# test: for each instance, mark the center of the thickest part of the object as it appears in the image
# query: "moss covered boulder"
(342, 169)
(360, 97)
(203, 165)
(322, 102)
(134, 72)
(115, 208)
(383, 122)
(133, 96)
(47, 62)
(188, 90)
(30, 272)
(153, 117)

Prompt: Reproduce the listing above line for line, with no changes.

Problem solution:
# test: for each instance, mark the center of the thickest part of the object as it appears in the image
# query: "moss covered boulder"
(342, 169)
(360, 97)
(203, 165)
(322, 102)
(134, 72)
(115, 208)
(383, 122)
(133, 96)
(47, 62)
(188, 90)
(30, 272)
(153, 117)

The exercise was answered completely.